### Task
Write out every line of the records below as a numbered list, skipping any blank lines and leaving out the pictures.
-- BEGIN Data --
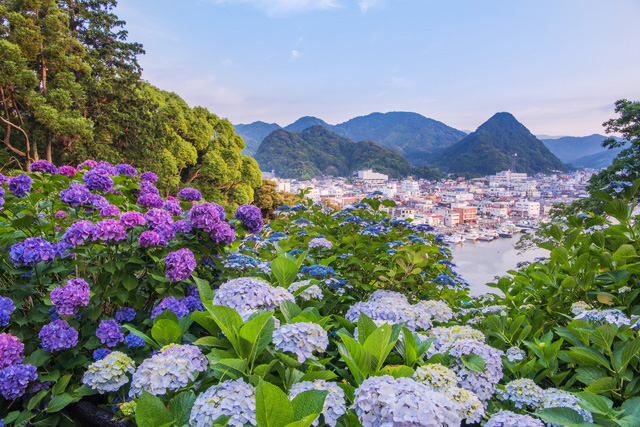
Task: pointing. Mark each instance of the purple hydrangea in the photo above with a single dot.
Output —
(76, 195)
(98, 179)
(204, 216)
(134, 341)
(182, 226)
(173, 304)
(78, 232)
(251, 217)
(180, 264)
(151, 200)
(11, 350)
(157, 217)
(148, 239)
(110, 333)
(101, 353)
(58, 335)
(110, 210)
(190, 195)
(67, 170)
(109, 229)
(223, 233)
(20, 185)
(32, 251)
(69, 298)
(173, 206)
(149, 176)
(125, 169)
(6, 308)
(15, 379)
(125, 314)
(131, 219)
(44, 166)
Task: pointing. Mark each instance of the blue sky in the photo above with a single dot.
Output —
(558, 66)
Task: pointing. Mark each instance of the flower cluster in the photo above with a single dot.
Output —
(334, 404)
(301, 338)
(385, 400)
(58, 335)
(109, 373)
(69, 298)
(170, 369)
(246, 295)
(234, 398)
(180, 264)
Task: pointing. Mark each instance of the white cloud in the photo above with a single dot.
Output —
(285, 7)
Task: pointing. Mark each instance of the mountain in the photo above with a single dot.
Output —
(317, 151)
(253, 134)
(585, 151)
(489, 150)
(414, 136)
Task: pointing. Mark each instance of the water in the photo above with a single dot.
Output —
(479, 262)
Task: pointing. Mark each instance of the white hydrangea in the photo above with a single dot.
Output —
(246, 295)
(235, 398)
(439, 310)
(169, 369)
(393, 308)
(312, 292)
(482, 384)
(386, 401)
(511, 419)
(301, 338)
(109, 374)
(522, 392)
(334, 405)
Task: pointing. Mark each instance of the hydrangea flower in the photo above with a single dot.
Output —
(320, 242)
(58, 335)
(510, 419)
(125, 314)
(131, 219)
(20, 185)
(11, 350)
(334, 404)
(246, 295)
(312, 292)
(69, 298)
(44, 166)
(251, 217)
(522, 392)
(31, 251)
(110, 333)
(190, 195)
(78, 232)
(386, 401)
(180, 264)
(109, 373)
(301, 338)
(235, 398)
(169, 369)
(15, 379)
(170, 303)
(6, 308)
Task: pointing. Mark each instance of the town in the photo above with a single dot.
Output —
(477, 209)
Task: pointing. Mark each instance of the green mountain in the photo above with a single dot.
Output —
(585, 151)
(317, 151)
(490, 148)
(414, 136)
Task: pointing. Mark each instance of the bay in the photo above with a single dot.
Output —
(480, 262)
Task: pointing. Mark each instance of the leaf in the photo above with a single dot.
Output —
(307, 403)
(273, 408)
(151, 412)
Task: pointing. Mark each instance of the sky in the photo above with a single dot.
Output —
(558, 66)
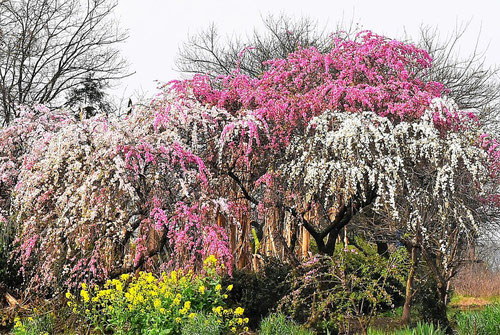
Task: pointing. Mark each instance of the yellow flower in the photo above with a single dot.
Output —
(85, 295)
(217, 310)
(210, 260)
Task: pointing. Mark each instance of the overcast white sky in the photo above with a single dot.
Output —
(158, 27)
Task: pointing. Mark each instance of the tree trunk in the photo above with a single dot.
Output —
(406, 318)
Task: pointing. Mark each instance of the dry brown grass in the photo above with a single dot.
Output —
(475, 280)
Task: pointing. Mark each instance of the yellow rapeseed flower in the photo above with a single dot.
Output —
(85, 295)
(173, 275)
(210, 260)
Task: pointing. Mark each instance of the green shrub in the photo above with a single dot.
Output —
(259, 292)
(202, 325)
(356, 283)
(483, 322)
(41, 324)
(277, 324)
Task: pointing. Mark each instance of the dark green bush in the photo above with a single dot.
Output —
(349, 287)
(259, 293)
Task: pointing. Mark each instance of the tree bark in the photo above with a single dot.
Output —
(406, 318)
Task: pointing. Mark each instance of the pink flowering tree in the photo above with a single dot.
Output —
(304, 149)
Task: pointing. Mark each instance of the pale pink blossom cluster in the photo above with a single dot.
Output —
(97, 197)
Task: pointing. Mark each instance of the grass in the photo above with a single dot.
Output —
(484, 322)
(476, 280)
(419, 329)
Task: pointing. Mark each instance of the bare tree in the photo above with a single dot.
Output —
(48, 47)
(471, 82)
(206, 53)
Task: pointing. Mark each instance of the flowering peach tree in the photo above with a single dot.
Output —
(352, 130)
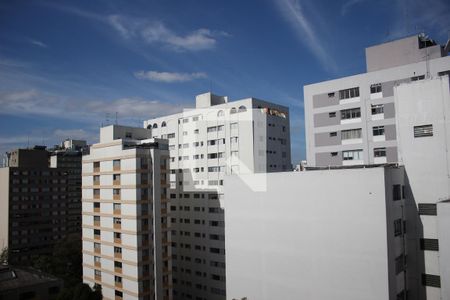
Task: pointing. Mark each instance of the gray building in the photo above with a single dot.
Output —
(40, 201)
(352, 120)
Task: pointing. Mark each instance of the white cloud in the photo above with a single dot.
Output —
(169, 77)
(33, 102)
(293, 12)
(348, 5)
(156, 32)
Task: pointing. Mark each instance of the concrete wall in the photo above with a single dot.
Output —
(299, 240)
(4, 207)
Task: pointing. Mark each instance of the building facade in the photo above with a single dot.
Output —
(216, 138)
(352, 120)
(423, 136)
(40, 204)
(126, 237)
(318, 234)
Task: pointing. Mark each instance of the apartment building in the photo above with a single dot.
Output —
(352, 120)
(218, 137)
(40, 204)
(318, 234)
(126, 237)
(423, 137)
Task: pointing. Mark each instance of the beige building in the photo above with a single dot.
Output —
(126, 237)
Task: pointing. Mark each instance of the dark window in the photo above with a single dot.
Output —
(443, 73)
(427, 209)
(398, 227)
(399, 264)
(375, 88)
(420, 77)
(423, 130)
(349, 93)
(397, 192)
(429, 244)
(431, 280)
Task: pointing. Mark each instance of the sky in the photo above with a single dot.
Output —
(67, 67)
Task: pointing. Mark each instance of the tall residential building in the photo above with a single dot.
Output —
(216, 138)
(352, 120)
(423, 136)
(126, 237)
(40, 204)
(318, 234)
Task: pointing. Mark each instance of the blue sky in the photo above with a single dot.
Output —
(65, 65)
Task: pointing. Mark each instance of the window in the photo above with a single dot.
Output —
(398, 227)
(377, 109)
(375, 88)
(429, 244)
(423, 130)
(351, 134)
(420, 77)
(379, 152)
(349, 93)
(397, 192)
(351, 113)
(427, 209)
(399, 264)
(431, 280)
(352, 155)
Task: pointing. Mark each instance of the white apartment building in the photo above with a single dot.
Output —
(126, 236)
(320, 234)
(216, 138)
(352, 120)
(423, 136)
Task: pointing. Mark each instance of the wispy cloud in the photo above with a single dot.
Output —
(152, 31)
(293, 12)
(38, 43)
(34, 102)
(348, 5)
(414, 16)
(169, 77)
-- END Data --
### Solved problem
1. Task: pointing. Mark each instance of the purple hydrangea in the photo above with a single dot.
2. Output —
3. (76, 195)
4. (98, 179)
5. (204, 216)
6. (134, 341)
7. (182, 226)
8. (173, 304)
9. (78, 232)
10. (251, 217)
11. (180, 264)
12. (151, 200)
13. (11, 350)
14. (157, 217)
15. (148, 239)
16. (110, 333)
17. (101, 353)
18. (58, 335)
19. (110, 210)
20. (190, 195)
21. (67, 170)
22. (109, 229)
23. (223, 233)
24. (20, 185)
25. (32, 251)
26. (69, 298)
27. (173, 206)
28. (149, 176)
29. (125, 169)
30. (6, 308)
31. (15, 379)
32. (125, 314)
33. (131, 219)
34. (44, 166)
35. Task: pointing. Mark each instance of the blue sky in the photo above with a single dot.
36. Output —
37. (558, 66)
38. Task: pointing. Mark each instance of the flower cluster in the photo above with a single dot.
39. Output —
40. (334, 404)
41. (301, 338)
42. (385, 400)
43. (58, 335)
44. (109, 373)
45. (69, 298)
46. (170, 369)
47. (246, 295)
48. (234, 398)
49. (180, 264)
50. Task: pointing. Mark each instance of the white cloud in the photo above with a single dot.
51. Output —
52. (285, 7)
53. Task: pointing. Mark each instance of the mountain in the photo above with a single dot.
54. Output —
55. (317, 151)
56. (253, 134)
57. (585, 151)
58. (489, 150)
59. (414, 136)
60. Task: pointing. Mark each instance of the water in the photo above with a single dot.
61. Output —
62. (479, 262)
63. Task: pointing. Mark each instance of the white hydrangea in the photo above with a single dot.
64. Output —
65. (246, 295)
66. (235, 398)
67. (439, 310)
68. (169, 369)
69. (393, 308)
70. (312, 292)
71. (482, 384)
72. (386, 401)
73. (511, 419)
74. (301, 338)
75. (109, 374)
76. (522, 392)
77. (334, 405)
78. Task: pointing. Mark each instance of the hydrangea flower in the photo above with a single dot.
79. Output —
80. (320, 242)
81. (58, 335)
82. (510, 419)
83. (125, 314)
84. (131, 219)
85. (20, 185)
86. (11, 350)
87. (334, 404)
88. (246, 295)
89. (312, 292)
90. (69, 298)
91. (44, 166)
92. (251, 217)
93. (522, 392)
94. (31, 251)
95. (110, 333)
96. (190, 195)
97. (78, 232)
98. (386, 401)
99. (180, 264)
100. (109, 373)
101. (301, 338)
102. (235, 398)
103. (169, 369)
104. (15, 379)
105. (170, 303)
106. (6, 308)
107. Task: pointing. Mark each instance of the town in the photo above with a single dot.
108. Output —
109. (477, 209)
110. Task: pointing. Mark each instance of the green mountain in the photo above with a single dot.
111. Output —
112. (585, 151)
113. (317, 151)
114. (490, 148)
115. (414, 136)
116. Task: pointing. Mark each instance of the bay in the photo above with a single dot.
117. Output —
118. (480, 262)
119. Task: pointing. Mark each instance of the leaf in the photo above with a single dot.
120. Output —
121. (307, 403)
122. (273, 408)
123. (151, 412)
124. Task: pointing. Mark each instance of the sky in the photo above with a single dot.
125. Output —
126. (558, 66)
127. Task: pointing. Mark each instance of the yellow flower in the photo above with a single dot.
128. Output —
129. (85, 295)
130. (217, 310)
131. (210, 260)
132. Task: pointing. Mark each instance of the overcast white sky in the photo above with a single dot.
133. Output —
134. (158, 27)
135. Task: pointing. Mark each instance of the tree trunk in the photo above with a single dot.
136. Output —
137. (406, 318)
138. Task: pointing. Mark each instance of the dry brown grass in the photo above with a single dot.
139. Output —
140. (475, 280)
141. Task: pointing. Mark each instance of the yellow rapeseed flower in the photo above with a single dot.
142. Output —
143. (85, 295)
144. (173, 275)
145. (210, 260)
146. Task: pointing. Mark each instance of the green shrub in the photo above with a single dot.
147. Output —
148. (259, 292)
149. (202, 325)
150. (356, 283)
151. (483, 322)
152. (41, 324)
153. (277, 324)
154. Task: pointing. Mark each instance of the dark green bush in the photo above with a single dot.
155. Output —
156. (349, 287)
157. (259, 293)
158. Task: pointing. Mark each instance of the tree bark in the photo above with a single dot.
159. Output —
160. (406, 318)
161. Task: pointing. Mark each instance of the pink flowering tree in the photo above with a single dot.
162. Output —
163. (304, 149)
164. Task: pointing. Mark each instance of the pale pink blossom cluster in the photo above with a single dot.
165. Output —
166. (97, 197)
167. Task: pointing. Mark each instance of the grass in the photo above with a single dot.
168. Output —
169. (484, 322)
170. (476, 280)
171. (419, 329)
172. Task: pointing. Mark each instance of the bare tree in the photo above with a single dot.
173. Output —
174. (48, 47)
175. (471, 82)
176. (206, 53)
177. Task: pointing. Mark each instance of the flowering peach tree in the photo above with a single dot.
178. Output —
179. (352, 130)
180. Task: pointing. Mark each instance of the gray building in the photo above with a single dot.
181. Output —
182. (40, 201)
183. (352, 120)
184. Task: pointing. Mark each instance of the white cloud in the photo above with a single dot.
185. Output —
186. (169, 77)
187. (33, 102)
188. (293, 12)
189. (348, 5)
190. (156, 32)
191. Task: pointing. Mark each instance of the concrete wall in the photo above with a single dot.
192. Output —
193. (299, 240)
194. (4, 207)
195. Task: pointing. Mark each instance of the building facade in the photo above with a single dot.
196. Output —
197. (216, 138)
198. (352, 120)
199. (423, 136)
200. (40, 204)
201. (126, 237)
202. (318, 234)
203. Task: pointing. Mark each instance of the apartment building in the photo above with a single dot.
204. Output —
205. (352, 120)
206. (218, 137)
207. (40, 204)
208. (318, 234)
209. (126, 237)
210. (423, 137)
211. Task: pointing. Mark each instance of the beige building in the photo above with a single dot.
212. Output —
213. (126, 237)
214. Task: pointing. Mark each instance of the dark window in the photo above with a single dot.
215. Output —
216. (443, 73)
217. (427, 209)
218. (398, 227)
219. (399, 264)
220. (375, 88)
221. (420, 77)
222. (423, 130)
223. (349, 93)
224. (397, 192)
225. (429, 244)
226. (431, 280)
227. Task: pointing. Mark each instance of the sky in the photo above with a single dot.
228. Output —
229. (67, 67)
230. Task: pointing. Mark each instance of the tall residential building in the photo above with a single dot.
231. Output —
232. (216, 138)
233. (352, 120)
234. (423, 136)
235. (126, 237)
236. (40, 204)
237. (318, 234)
238. Task: pointing. Mark each instance of the blue sky in the photo above with a single dot.
239. Output —
240. (65, 65)
241. Task: pointing. Mark each instance of the window in the photo above with a single dot.
242. Output —
243. (398, 227)
244. (377, 109)
245. (375, 88)
246. (429, 244)
247. (423, 130)
248. (351, 134)
249. (420, 77)
250. (379, 152)
251. (349, 93)
252. (397, 192)
253. (351, 113)
254. (427, 209)
255. (399, 264)
256. (431, 280)
257. (352, 155)
258. Task: pointing. Mark each instance of the white apartment building in the photo above with a single dot.
259. Output —
260. (126, 236)
261. (320, 234)
262. (216, 138)
263. (352, 120)
264. (423, 136)
265. Task: pointing. Mark each instance of the wispy cloud in the photo above with a single dot.
266. Output —
267. (152, 31)
268. (293, 12)
269. (38, 43)
270. (34, 102)
271. (348, 5)
272. (414, 16)
273. (169, 77)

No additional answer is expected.